▶ [Given exercise 1]
Answer these questions about the text on Lesya Ukrainka:
(a) In what year was the women's almanac "First Wreath" founded?
(b) Who called Lesya Ukrainka "the only man in our literature"?
(c) In which village did she die?
▶ [Given exercise 2]
Duplicate the part of the text on Lesya Ukrainka that starts with "Her whole life" and goes on through "to the cemetery.".

▶ [Document segment]
## begin
During the Soviet era, the significance of Lesya Ukrainka's work was downplayed. The image of a "sick, exhausted girl in a wreath" was firmly attached to the writer. Thus, she was marginalized as a woman and a Ukrainian.
Lesya Ukrainka, along with Olena Pchilka, Nataliya Kobrynska, Olha Kobylianska, and other writers, had a huge influence on the development of the feminist movement in Ukrainian literature. Her female characters are free in their choices, self-sufficient, proud, and independent, which was an absolute challenge at the time, especially in the Russian Empire. She was published in the women's almanac "First Wreath," founded in 1887 by Nataliya Kobrynska and Olena Pchilka. She supported emancipation and women's movements that advocated for greater opportunities for women's self-realization.
Her whole life was a struggle: with illness, with social dogmas, for the right to be Ukrainian, to have her own opinion, to live by her own mind, not to be dependent on anyone. Ivan Franko called Lesya Ukrainka "the only man in our literature."
The writer spent her last years in Egypt and various cities in Georgia, where her husband, Klyment Kvitka, was transferred for work. She died on August 1, 1913, in the Georgian village of Surami, exhausted by illness and kidney failure. She was buried in Kyiv at the Baikove Cemetery next to her father and brother Mykhailo. Six women carried Lesya Ukrainka's coffin to the cemetery.
## end
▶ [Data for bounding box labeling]
## begin
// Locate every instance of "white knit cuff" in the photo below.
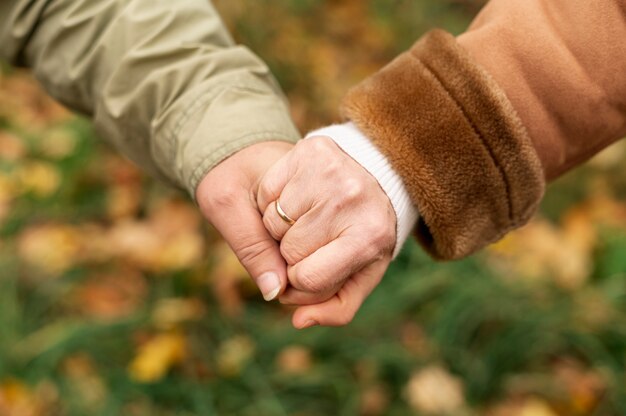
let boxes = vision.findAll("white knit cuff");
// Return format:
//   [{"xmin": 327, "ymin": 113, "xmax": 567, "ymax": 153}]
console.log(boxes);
[{"xmin": 306, "ymin": 122, "xmax": 419, "ymax": 258}]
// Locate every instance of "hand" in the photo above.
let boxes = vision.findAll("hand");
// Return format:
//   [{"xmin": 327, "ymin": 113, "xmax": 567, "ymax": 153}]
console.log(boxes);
[
  {"xmin": 257, "ymin": 136, "xmax": 396, "ymax": 328},
  {"xmin": 196, "ymin": 142, "xmax": 293, "ymax": 300}
]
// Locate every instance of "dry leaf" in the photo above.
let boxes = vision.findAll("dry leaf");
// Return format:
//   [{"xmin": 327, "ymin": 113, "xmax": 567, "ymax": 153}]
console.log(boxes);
[
  {"xmin": 17, "ymin": 162, "xmax": 61, "ymax": 198},
  {"xmin": 405, "ymin": 365, "xmax": 465, "ymax": 414},
  {"xmin": 276, "ymin": 345, "xmax": 313, "ymax": 374},
  {"xmin": 18, "ymin": 224, "xmax": 81, "ymax": 275},
  {"xmin": 0, "ymin": 130, "xmax": 26, "ymax": 162},
  {"xmin": 128, "ymin": 332, "xmax": 187, "ymax": 383},
  {"xmin": 73, "ymin": 269, "xmax": 148, "ymax": 320},
  {"xmin": 216, "ymin": 335, "xmax": 255, "ymax": 377},
  {"xmin": 490, "ymin": 217, "xmax": 596, "ymax": 289},
  {"xmin": 63, "ymin": 354, "xmax": 108, "ymax": 413},
  {"xmin": 360, "ymin": 384, "xmax": 391, "ymax": 416},
  {"xmin": 519, "ymin": 398, "xmax": 558, "ymax": 416},
  {"xmin": 37, "ymin": 128, "xmax": 78, "ymax": 159},
  {"xmin": 152, "ymin": 298, "xmax": 206, "ymax": 329},
  {"xmin": 106, "ymin": 184, "xmax": 142, "ymax": 220}
]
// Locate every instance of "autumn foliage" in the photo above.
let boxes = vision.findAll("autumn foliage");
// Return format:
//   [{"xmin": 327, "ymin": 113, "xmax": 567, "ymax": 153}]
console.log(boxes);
[{"xmin": 0, "ymin": 0, "xmax": 626, "ymax": 416}]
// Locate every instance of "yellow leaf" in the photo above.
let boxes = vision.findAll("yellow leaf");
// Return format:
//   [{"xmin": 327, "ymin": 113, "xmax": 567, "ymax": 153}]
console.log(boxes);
[
  {"xmin": 38, "ymin": 128, "xmax": 77, "ymax": 159},
  {"xmin": 406, "ymin": 365, "xmax": 465, "ymax": 414},
  {"xmin": 0, "ymin": 379, "xmax": 39, "ymax": 416},
  {"xmin": 276, "ymin": 345, "xmax": 313, "ymax": 374},
  {"xmin": 217, "ymin": 335, "xmax": 254, "ymax": 377},
  {"xmin": 128, "ymin": 332, "xmax": 187, "ymax": 383},
  {"xmin": 152, "ymin": 299, "xmax": 205, "ymax": 329},
  {"xmin": 519, "ymin": 399, "xmax": 558, "ymax": 416},
  {"xmin": 0, "ymin": 130, "xmax": 26, "ymax": 161},
  {"xmin": 18, "ymin": 224, "xmax": 81, "ymax": 275},
  {"xmin": 18, "ymin": 162, "xmax": 61, "ymax": 198}
]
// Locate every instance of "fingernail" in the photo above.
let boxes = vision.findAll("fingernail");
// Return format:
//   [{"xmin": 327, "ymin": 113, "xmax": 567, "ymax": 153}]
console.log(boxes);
[
  {"xmin": 257, "ymin": 272, "xmax": 280, "ymax": 301},
  {"xmin": 300, "ymin": 319, "xmax": 319, "ymax": 329}
]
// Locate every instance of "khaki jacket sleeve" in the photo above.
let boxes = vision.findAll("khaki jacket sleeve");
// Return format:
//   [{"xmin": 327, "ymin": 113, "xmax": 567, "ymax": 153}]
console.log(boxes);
[
  {"xmin": 0, "ymin": 0, "xmax": 300, "ymax": 196},
  {"xmin": 343, "ymin": 0, "xmax": 626, "ymax": 259}
]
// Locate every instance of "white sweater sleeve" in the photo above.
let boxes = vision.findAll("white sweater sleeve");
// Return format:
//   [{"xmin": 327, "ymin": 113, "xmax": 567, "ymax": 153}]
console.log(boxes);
[{"xmin": 307, "ymin": 122, "xmax": 419, "ymax": 258}]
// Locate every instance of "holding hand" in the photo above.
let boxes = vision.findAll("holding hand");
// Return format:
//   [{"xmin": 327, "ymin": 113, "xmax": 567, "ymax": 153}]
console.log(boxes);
[
  {"xmin": 196, "ymin": 142, "xmax": 293, "ymax": 300},
  {"xmin": 257, "ymin": 136, "xmax": 396, "ymax": 328}
]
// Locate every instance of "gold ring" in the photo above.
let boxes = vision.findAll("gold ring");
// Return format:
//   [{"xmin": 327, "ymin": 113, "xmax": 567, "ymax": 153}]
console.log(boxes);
[{"xmin": 276, "ymin": 199, "xmax": 296, "ymax": 225}]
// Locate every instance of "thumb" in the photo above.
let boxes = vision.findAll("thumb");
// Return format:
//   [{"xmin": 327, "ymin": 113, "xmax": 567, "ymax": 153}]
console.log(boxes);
[{"xmin": 202, "ymin": 192, "xmax": 287, "ymax": 301}]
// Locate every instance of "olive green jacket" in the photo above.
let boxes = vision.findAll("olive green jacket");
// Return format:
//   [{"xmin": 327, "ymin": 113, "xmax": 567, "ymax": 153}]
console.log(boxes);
[{"xmin": 0, "ymin": 0, "xmax": 300, "ymax": 196}]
## end
▶ [Exercise response 1]
(a) 1887
(b) Ivan Franko
(c) Surami, in Georgia

▶ [Exercise response 2]
Her whole life was a struggle: with illness, with social dogmas, for the right to be Ukrainian, to have her own opinion, to live by her own mind, not to be dependent on anyone. Ivan Franko called Lesya Ukrainka "the only man in our literature."
The writer spent her last years in Egypt and various cities in Georgia, where her husband, Klyment Kvitka, was transferred for work. She died on August 1, 1913, in the Georgian village of Surami, exhausted by illness and kidney failure. She was buried in Kyiv at the Baikove Cemetery next to her father and brother Mykhailo. Six women carried Lesya Ukrainka's coffin to the cemetery.